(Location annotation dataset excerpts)
--

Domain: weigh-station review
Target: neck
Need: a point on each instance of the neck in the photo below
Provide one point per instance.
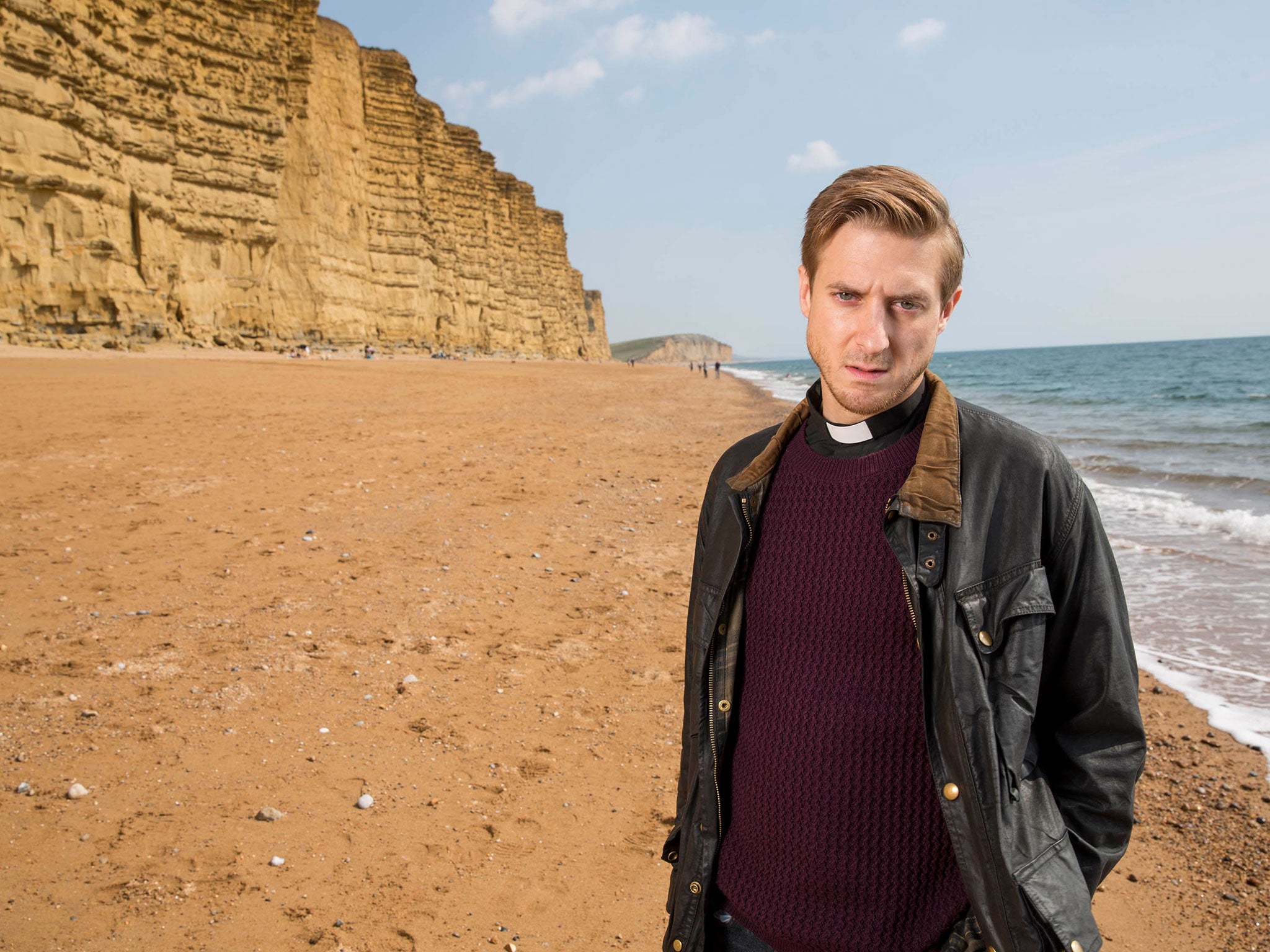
(833, 412)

--

• [Do this] Return all of the material above line for line, leaving out the picture.

• [Output]
Domain: weigh-station review
Target: neck
Need: a point on each instance of the neck in the photo below
Provide one point per instance.
(833, 412)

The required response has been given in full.